## Texto fornecido

###

Professor Moizeis Alexandre Gomis fala hoje de futebol. A rivalidade entre times era muita.  Aqui, outro capítulo do livro O CONTO QUE O POVO DIZ E EU CONTO POR MENOS DE UM CONTO.  Vamos à leitura:

CAPÍTULO ONZE

 

CHUVA DE PEDRAS E TITICAS NA FINAL DE CAPEONATO, ENTRE CAPELA E GRÊMIO ESTUDANTIL
 
 
As competições de times de futebol em Iporá começaram para valer, tanto na cidade como na zona rural, por volta da década de 1950. Eram realizadas por times organizados de forma improvisada e esporadicamente, onde havia bons jogadores e não faltavam também os “pernas de pau”. Disputas animadas e, às vezes, violentas que acabavam em “quebra-pau” feio. Os jogos, na zona rural, geralmente aconteciam entre os jogadores das fazendas de regiões diferentes. Na cidade, as disputas ocorriam entre os moradores do centro e os do Bairro Mato Grosso ou “dos de cá e dos de lá do Córrego Tamanduá” com diziam, e entre os estudantes do Grupo Escolar Israel Amorim e os da Escola Reunida Dom Bosco.

O campo de futebol nas fazendas era feito à custa de enxadão e enxada e na base do mutirão. Em Iporá, era mais elaborado e ficava ora em área destinada à construção de praça no loteamento original, ora em quadra vaga. Jogar futebol, tanto nos campos da zona rural como da cidade, constituía-se um duplo desafio para os jogadores: o primeiro com o time adversário e depois com as irregularidades do terreno, que faziam a bola quicar e fugir deles negaciando como um animalzinho velhaco! No início dos anos 50, o campo de futebol “municipal” de Iporá ficava no local da futura Praça Elpídio Paes, atual Praça dos Trabalhadores. (Municipal… é ironia, visto que a Prefeitura mandava patrolar a área!). Com o crescimento da cidade, o campo foi transferido para a Quadra 17, entre as ruas Catalão e Goiânia, com as avenidas Rio Claro e Caiapó, na beira da estrada de acesso ao antigo aeroporto. Na época, 1957, ficou isolado no meio do cerrado.

###

## Trechos das linhas
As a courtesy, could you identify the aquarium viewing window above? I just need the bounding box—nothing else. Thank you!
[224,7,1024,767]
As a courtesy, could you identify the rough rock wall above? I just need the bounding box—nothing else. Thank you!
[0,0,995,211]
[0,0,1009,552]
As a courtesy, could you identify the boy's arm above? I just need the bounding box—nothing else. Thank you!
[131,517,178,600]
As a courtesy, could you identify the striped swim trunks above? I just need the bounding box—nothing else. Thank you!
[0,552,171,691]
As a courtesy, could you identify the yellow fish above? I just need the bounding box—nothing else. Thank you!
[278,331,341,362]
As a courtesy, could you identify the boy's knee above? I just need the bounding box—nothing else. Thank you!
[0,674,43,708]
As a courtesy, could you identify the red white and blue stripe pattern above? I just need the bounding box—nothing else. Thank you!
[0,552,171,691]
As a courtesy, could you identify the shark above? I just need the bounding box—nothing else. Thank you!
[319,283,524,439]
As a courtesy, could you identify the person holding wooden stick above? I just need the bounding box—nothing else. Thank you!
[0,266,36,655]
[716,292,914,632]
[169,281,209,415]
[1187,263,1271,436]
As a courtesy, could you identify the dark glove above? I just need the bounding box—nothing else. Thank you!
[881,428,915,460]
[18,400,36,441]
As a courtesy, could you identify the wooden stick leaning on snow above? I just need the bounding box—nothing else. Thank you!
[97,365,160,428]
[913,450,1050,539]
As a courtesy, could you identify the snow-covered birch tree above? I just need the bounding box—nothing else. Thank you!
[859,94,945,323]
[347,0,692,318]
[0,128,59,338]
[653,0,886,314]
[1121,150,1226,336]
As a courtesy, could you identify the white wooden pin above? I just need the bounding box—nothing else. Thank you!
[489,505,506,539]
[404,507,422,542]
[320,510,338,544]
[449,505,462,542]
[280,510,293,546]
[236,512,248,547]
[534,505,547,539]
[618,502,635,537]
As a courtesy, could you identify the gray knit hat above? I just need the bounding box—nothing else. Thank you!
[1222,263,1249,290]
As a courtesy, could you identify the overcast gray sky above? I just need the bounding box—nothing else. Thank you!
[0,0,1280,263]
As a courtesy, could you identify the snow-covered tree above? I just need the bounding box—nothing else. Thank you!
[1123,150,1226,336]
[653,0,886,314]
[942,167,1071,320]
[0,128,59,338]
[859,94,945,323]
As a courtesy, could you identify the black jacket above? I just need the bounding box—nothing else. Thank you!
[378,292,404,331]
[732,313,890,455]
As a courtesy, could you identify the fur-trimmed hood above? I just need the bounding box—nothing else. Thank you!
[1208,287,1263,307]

###

## Trabalho pedido
(1) De acordo com o texto sobre o futebol em Iporá, para onde o campo de futebol foi transferido com o crescimento da cidade?
(2) Reproduza literalmente o texto sobre o futebol em Iporá, de "CHUVA DE PEDRAS" até "Reunida Dom Bosco.", inclusive.
As linhas não têm relação com o texto.

## Respostas por item
(1) Para a Quadra 17, entre as ruas Catalão e Goiânia, com as avenidas Rio Claro e Caiapó.

(2)
CHUVA DE PEDRAS E TITICAS NA FINAL DE CAPEONATO, ENTRE CAPELA E GRÊMIO ESTUDANTIL
 
 
As competições de times de futebol em Iporá começaram para valer, tanto na cidade como na zona rural, por volta da década de 1950. Eram realizadas por times organizados de forma improvisada e esporadicamente, onde havia bons jogadores e não faltavam também os “pernas de pau”. Disputas animadas e, às vezes, violentas que acabavam em “quebra-pau” feio. Os jogos, na zona rural, geralmente aconteciam entre os jogadores das fazendas de regiões diferentes. Na cidade, as disputas ocorriam entre os moradores do centro e os do Bairro Mato Grosso ou “dos de cá e dos de lá do Córrego Tamanduá” com diziam, e entre os estudantes do Grupo Escolar Israel Amorim e os da Escola Reunida Dom Bosco.